Consigne: Citez fidèlement le passage du texte sur les deux romans situés au Kenya, depuis « Je viens de » jusqu'à « après sa disparition. » inclus.

Texte à analyser:
※ ※ ※

Je viens de lire deux romans qui se déroulent tous les deux en partie à Nairobi, et pour l’autre part dans le nord du Kenya, aux alentours du Lac Turkana. L’un, le premier roman d’une auteure kenyane m’a ouvert les yeux sur l’histoire tumultueuse du pays, l’autre m’a permis de mieux découvrir l’œuvre d’un géant de la littérature britannique, quelques mois après sa disparition.

La maison au bout des voyages (Dust) » par Yvonne Adhiambo Owuor est passionnant, même s’il faut quelques pages pour bien rentrer dans cette histoire multiforme et dans cette langue aux phrases courtes et ciselées, qui fait penser aux paysages arides du Nord. Le roman commence en 2007 lors des violences qui secouent le Kenya après des élections contestées. Odidi Oganda est en fuite dans les rues de Nairobi, poursuivi par la police. Il est abattu. Son père Nyipir et sa sœur Ajany, arrivent, l’un de sa maison loin dans le Nord, l’autre du Brésil, pour reconnaître le corps du défunt à la morgue et l’emmener pour l’enterrer près de « la maison au bout des voyages » où les attend la mère, Akai-Ma, déchirée par la douleur.

※ ※ ※

Extraits des lignes:
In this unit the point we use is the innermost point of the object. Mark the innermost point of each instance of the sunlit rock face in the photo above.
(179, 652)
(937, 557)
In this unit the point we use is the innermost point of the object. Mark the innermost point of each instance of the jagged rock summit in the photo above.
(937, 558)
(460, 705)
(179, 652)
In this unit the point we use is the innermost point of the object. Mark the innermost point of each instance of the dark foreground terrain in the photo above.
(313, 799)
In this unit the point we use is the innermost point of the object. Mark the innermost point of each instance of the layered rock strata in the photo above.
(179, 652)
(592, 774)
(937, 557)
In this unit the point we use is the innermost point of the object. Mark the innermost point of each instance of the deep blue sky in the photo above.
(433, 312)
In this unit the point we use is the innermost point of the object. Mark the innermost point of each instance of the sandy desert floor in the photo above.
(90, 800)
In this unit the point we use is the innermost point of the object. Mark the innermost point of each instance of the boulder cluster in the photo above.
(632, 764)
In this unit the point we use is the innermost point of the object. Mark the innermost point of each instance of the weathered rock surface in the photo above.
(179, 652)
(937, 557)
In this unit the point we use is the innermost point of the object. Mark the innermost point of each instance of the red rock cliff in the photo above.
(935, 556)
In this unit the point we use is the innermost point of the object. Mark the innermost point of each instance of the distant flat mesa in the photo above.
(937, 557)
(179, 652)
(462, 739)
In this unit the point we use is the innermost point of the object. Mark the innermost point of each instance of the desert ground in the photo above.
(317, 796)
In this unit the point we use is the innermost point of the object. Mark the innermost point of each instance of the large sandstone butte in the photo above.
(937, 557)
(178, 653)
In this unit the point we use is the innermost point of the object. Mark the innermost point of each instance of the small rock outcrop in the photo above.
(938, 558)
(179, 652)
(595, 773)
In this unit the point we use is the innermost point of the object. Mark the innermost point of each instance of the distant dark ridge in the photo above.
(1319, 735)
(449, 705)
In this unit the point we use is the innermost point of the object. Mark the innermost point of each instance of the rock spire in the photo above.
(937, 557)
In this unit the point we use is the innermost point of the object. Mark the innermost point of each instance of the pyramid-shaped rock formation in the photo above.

※ ※ ※

Zone de réponse:
Je viens de lire deux romans qui se déroulent tous les deux en partie à Nairobi, et pour l’autre part dans le nord du Kenya, aux alentours du Lac Turkana. L’un, le premier roman d’une auteure kenyane m’a ouvert les yeux sur l’histoire tumultueuse du pays, l’autre m’a permis de mieux découvrir l’œuvre d’un géant de la littérature britannique, quelques mois après sa disparition.